## OBJECTIVE
Write the entries below out again exactly; any picture in them stays out.

Point annotations for photos
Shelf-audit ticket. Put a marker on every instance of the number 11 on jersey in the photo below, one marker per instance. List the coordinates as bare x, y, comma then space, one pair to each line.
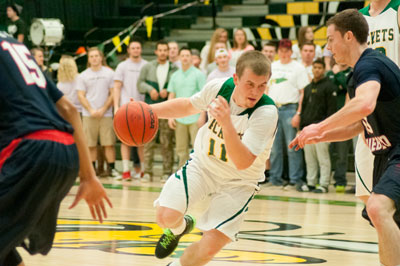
211, 150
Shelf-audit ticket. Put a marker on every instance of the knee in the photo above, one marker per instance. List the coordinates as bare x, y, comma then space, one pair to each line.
379, 208
167, 218
210, 251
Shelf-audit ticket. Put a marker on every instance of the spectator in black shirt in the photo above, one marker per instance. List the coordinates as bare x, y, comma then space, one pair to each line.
16, 26
319, 102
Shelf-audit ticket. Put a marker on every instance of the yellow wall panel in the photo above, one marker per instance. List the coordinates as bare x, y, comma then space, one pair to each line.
302, 8
282, 20
265, 34
320, 36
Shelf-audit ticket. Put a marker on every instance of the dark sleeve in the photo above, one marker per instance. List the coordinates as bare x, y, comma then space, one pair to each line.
368, 70
21, 26
54, 93
331, 102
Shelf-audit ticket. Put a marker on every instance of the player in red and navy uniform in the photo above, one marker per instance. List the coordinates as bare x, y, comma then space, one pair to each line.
374, 109
42, 148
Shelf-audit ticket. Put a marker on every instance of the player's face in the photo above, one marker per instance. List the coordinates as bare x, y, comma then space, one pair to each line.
173, 50
318, 71
223, 37
220, 45
94, 58
162, 52
308, 53
222, 60
39, 58
240, 37
135, 50
309, 35
249, 88
336, 44
269, 51
196, 60
186, 57
10, 12
284, 54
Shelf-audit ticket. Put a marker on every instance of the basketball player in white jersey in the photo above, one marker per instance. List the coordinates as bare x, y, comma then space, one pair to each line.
384, 35
229, 157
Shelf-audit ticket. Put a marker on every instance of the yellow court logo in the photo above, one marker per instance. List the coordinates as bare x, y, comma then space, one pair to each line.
140, 238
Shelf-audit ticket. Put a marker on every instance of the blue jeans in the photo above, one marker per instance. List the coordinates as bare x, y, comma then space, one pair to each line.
284, 135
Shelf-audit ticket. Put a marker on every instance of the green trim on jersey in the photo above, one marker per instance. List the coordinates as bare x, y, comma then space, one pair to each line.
184, 177
392, 4
227, 90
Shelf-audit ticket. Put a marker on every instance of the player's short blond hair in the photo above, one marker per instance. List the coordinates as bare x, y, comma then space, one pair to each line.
254, 60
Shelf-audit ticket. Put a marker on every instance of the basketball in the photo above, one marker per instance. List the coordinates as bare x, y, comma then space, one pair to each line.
135, 123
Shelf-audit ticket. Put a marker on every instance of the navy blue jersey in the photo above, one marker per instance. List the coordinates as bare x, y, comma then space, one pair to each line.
27, 98
382, 127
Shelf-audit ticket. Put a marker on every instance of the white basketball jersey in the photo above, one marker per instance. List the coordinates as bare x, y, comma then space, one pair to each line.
256, 128
384, 34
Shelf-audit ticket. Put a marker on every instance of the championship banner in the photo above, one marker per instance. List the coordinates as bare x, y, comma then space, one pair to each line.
149, 26
126, 40
117, 42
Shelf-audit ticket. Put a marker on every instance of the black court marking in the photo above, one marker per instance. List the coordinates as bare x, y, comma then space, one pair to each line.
144, 122
127, 123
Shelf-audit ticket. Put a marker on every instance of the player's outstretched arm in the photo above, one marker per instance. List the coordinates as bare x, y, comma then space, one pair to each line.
334, 135
90, 187
175, 108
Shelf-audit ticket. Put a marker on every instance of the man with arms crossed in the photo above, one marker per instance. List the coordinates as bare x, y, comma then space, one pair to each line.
125, 87
375, 109
229, 158
95, 92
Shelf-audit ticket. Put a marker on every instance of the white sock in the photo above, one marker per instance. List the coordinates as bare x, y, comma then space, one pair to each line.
179, 230
176, 263
125, 165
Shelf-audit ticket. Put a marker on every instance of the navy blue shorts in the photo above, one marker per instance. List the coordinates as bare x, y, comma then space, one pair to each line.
387, 175
36, 173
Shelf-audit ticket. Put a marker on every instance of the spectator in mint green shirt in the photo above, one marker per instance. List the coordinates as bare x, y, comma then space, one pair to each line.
185, 82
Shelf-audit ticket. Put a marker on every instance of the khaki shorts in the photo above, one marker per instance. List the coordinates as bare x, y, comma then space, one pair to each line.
93, 127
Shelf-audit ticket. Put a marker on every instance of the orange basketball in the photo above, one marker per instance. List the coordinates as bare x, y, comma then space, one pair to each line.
135, 123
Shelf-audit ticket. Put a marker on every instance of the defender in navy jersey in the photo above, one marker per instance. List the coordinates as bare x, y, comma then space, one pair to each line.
375, 110
39, 156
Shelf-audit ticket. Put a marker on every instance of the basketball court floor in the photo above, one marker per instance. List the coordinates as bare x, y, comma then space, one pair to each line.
281, 228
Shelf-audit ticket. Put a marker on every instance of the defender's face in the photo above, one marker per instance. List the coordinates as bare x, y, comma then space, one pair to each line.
240, 37
94, 58
186, 57
336, 44
173, 50
223, 37
222, 60
318, 71
162, 52
309, 35
39, 58
270, 52
135, 50
308, 53
249, 88
10, 12
285, 54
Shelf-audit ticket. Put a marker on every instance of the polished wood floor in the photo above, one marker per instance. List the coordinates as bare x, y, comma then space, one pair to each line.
289, 228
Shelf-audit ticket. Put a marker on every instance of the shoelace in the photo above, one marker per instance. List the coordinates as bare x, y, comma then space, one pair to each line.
169, 237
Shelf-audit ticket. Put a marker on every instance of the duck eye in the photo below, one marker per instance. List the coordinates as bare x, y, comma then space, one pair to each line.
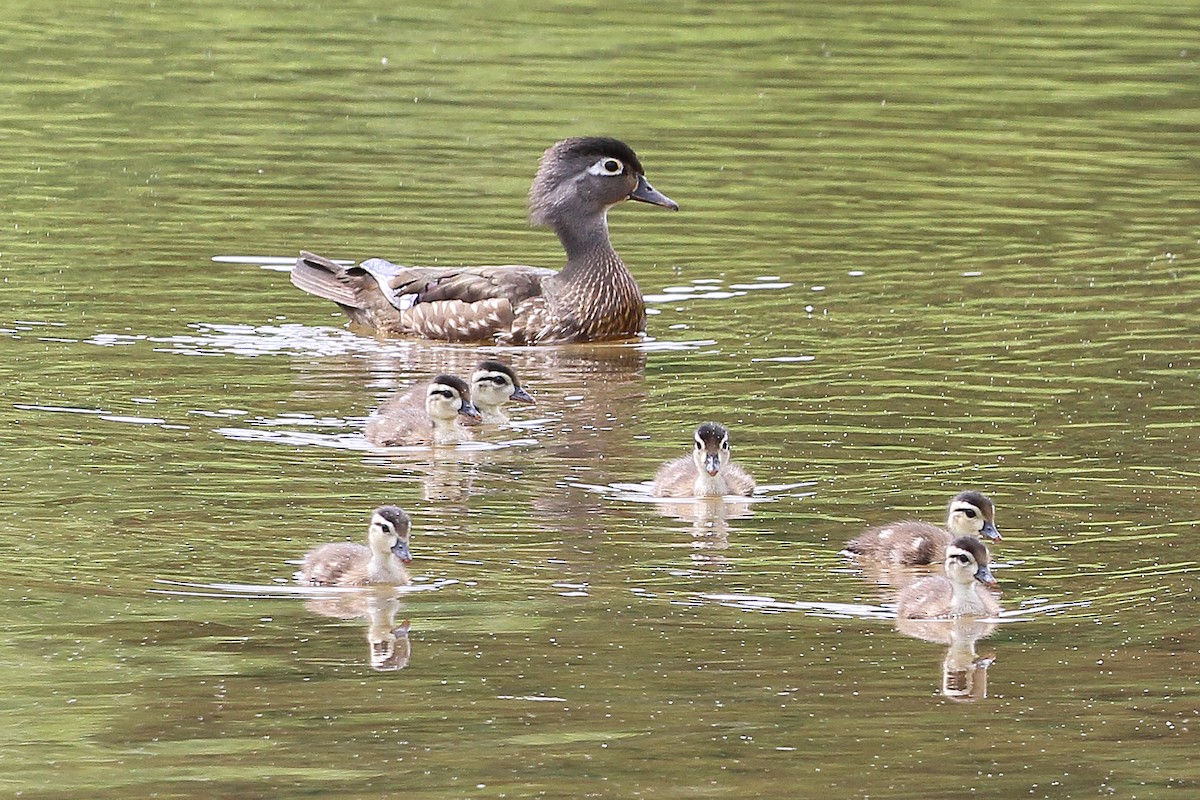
607, 167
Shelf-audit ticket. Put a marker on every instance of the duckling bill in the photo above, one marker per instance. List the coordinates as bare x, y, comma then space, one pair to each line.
707, 473
909, 542
381, 561
960, 591
425, 415
593, 298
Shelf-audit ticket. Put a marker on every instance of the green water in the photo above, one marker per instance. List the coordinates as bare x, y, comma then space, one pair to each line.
922, 247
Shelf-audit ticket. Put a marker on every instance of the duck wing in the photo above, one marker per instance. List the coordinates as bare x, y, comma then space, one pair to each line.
473, 304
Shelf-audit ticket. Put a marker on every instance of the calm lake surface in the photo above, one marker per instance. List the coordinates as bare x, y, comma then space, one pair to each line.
922, 247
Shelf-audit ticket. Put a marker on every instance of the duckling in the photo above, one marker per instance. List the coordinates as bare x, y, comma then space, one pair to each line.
382, 561
707, 473
425, 415
970, 513
492, 385
959, 593
594, 296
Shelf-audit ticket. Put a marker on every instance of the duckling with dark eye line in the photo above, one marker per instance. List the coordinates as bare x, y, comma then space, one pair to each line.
594, 298
910, 542
425, 415
960, 591
381, 561
707, 473
492, 385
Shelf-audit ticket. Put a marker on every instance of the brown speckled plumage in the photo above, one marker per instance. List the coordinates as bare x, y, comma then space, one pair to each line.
594, 298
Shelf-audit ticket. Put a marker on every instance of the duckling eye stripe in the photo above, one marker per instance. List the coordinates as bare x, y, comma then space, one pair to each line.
606, 167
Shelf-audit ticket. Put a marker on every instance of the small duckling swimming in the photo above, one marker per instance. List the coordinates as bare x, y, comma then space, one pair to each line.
970, 513
959, 593
425, 415
707, 473
492, 385
347, 564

## FINAL ANSWER
Shelf-audit ticket. Put a marker on every instance of the number 11 on jersey in the photo below, one marker per instance. List the coordinates as bare x, y, comma then space, one pair to each line.
211, 150
Shelf-audit ticket. Put a marker on every instance of the knee in the photo above, one marker per instance. List the coordinates as bare x, y, comma then space, one pair to each line.
379, 208
167, 218
210, 251
Shelf-audit ticket. Put a marker on every instance of the spectator in black shirt in the photo above, one marker per instance. List the coordinates as bare x, y, comma then space, one pair to each line.
16, 26
319, 102
Shelf-audit ticket. Put a marker on every instance of the yellow wall panel in the photo above, one marker per instance. List the coordinates as bare x, y, comma then space, one pair to each line.
302, 8
282, 20
265, 34
320, 36
Shelf-audit ticket. Put a marker on every instance of the dark sleeve in the photo above, one marker per instance. List the coordinates as bare x, y, comma then space, one pair to each line.
368, 70
21, 26
54, 93
331, 102
Shelf-audit ticket. Put a marker on every instance of the player in red and navy uniform in the photo above, one marker per instance. List the coordinates as bare x, y, comma then space, one pair to each line.
374, 109
42, 148
Shelf-audit ticket. Put a marker on every instance of the player's face in the photo above, one marker per instance. List the coordinates as bare x, y, comma then space, one pair to each line.
173, 50
318, 71
223, 37
220, 45
94, 58
162, 52
308, 53
222, 60
39, 58
240, 37
135, 50
309, 35
249, 88
336, 44
269, 51
196, 60
186, 57
10, 12
284, 54
Shelf-audit ticket. Put a marker on every instance of the basketball player in white jersey in the photo above, one marker per instance. List the coordinates as bare x, y, comma then space, one pair to each line.
384, 35
229, 157
Shelf-audit ticket. Put a marker on every instance of the yellow court logo in the photo above, one marker per instance. List the coordinates as bare x, y, comma then space, one pair to each line.
140, 238
Shelf-audit ticket. Put a marker on every instance of the blue jeans in the photo above, one marker per instance. List the coordinates as bare x, y, comma then space, one pair to each line.
284, 135
Shelf-audit ticket. Put a marker on every instance of the green trim on jersey in the photo above, one marker per instance. List the coordinates as bare x, y, comma then space, one pair to each line.
184, 177
392, 4
227, 90
Shelf-audit ticket. Put a marker on every instance of the player's short blond hair in the photo above, one marker per instance. List the coordinates as bare x, y, comma then space, one pair to each line.
254, 60
Shelf-audit ticket. Put a marker on every instance of the basketball in the photo above, one marker per instance. List the coordinates as bare x, y, comma then space, one pair to each line.
135, 123
Shelf-audit ticket. Put a marker on every instance of the navy blue jersey in the photo above, one marker per instance. List the coordinates as bare x, y, comma then space, one pair to each line.
27, 98
382, 127
Shelf-audit ticket. Put a marker on every instance of the white basketball jersey in the photo above, one marker per instance. List the coordinates as bare x, y, comma then space, one pair to each line.
256, 128
384, 34
Shelf-audit ticket. Put a marker on every instance of the championship banner in the photo above, one marker per instance. List the coordinates as bare x, y, comma then space, one pair to each line.
149, 26
126, 40
117, 42
Shelf-audit ticket. Put a marker on every instance of the black court marking in the photo above, one marker per instance. List the coordinates as bare x, y, comma then space, one pair to each line.
144, 122
127, 123
Shelf-audit ticket. Put a marker on every instance of the player's outstretched arm in the photo above, one marker per instance. List the coordinates as bare x, y, comma then space, one pair to each line.
334, 135
90, 187
175, 108
Shelf-audit ticket. Put a marker on every instance of the man with arms crossed in the photo above, one marker per instance. List the coordinates as bare x, y, comma then space, one pair to each line.
125, 87
375, 109
229, 158
95, 92
Shelf-audit ticket. Put a marker on every instance of the white sock in the photo above, one marker per instance. List the coordinates as bare x, y, comma then space, one pair to each line.
179, 230
176, 263
125, 165
Shelf-audit ticket. Put a marker on every instance of the navy blue shorts in the photo above, one marker per instance. List the coordinates as bare x, y, comma then space, one pair to each line.
387, 175
36, 173
Shelf-audit ticket. Put a marker on every instance of the spectator in mint green shirt in the photo above, one marker per instance. List the coordinates as bare x, y, comma then space, one pair to each line.
185, 82
Shelf-audit ticket. Put a marker on every instance of the khaki shorts in the photo above, one marker per instance. List the coordinates as bare x, y, comma then space, one pair to each line.
93, 127
Shelf-audit ticket. Put a marker on every instance of the orange basketball in the photo above, one marker per instance. List the coordinates as bare x, y, comma then space, one pair to each line.
135, 123
Shelf-audit ticket. Put a marker on every instance of the defender in navy jersey in the photo above, one marker per instance. List the coordinates as bare x, y, comma then space, one pair to each line.
375, 110
39, 156
Shelf-audit ticket. Put a marker on every instance of the basketball court floor in the photo above, one marker per instance. List the coordinates as bare x, y, comma then space, one pair to each line.
281, 228
Shelf-audit ticket. Put a marker on every instance of the defender's face in the photo above, one marker per instance. List the coordinates as bare x, y, comma then space, one pair to each line.
240, 37
94, 58
186, 57
336, 44
173, 50
223, 37
222, 60
318, 71
162, 52
309, 35
39, 58
270, 52
135, 50
308, 53
249, 88
10, 12
285, 54
Shelf-audit ticket. Put a marker on every instance of the polished wood floor in the photo above, one marker per instance. List the coordinates as bare x, y, comma then space, one pair to each line.
289, 228
Shelf-audit ticket. Put a marker on every instance of the shoelace in the photo above, one marker per instance. List the coordinates as bare x, y, comma then space, one pair to each line.
169, 237
Shelf-audit ticket. Put a marker on every instance of the duck eye in the photo below, one marker per instance. List the coordinates as bare x, y, comma then space, one pair to each line.
607, 167
Shelf-audit ticket. Put a marker on every instance of the duckling bill in the photo above, one marker per instance. List the coordinates as bare x, y, comma then space, one pair to each line.
707, 473
909, 542
381, 561
960, 591
425, 415
593, 298
Shelf-audit ticket. Put a marker on every instance of the green water in the photo above, one marker per instance. List the coordinates as bare x, y, comma then space, one pair to each line.
922, 247
Shelf-audit ticket. Put a marker on every instance of the duck wing in the photo above, one marker per instance. List the coordinates as bare x, y, comma then space, one pair to each line.
473, 304
Shelf-audit ticket. Put a marker on every instance of the calm lake surface in the photo above, one marker per instance. List the coordinates as bare x, y, comma then space, one pair to each line.
922, 247
Shelf-audit ticket. Put a marker on every instance of the duckling in the photo above, one marker per instance. List the coordinates as bare x, y, comma then space, one pair to each line.
382, 561
707, 473
425, 415
970, 513
492, 385
959, 593
594, 296
Shelf-audit ticket. Put a marker on every instance of the duckling with dark eye line in the photo above, one marker per instance. List the coordinates as bare x, y, comma then space, one pair to each line.
594, 298
910, 542
425, 415
960, 591
381, 561
707, 473
492, 385
Shelf-audit ticket. Put a marker on every instance of the brown speckled plumage in the photo above, one marker per instance. List the coordinates as bare x, y, comma then space, one pair to each line.
594, 298
Shelf-audit ticket. Put a marker on every instance of the duckling eye stripe in the photo above, one marker per instance. List the coordinates as bare x, y, comma then space, one pair to each line.
606, 167
Shelf-audit ticket. Put a marker on every instance of the small duckling swimming in the photo above, one marker per instance. List the coordinates as bare x, y, comma then space, one pair to each line.
970, 513
959, 593
425, 415
707, 473
492, 385
347, 564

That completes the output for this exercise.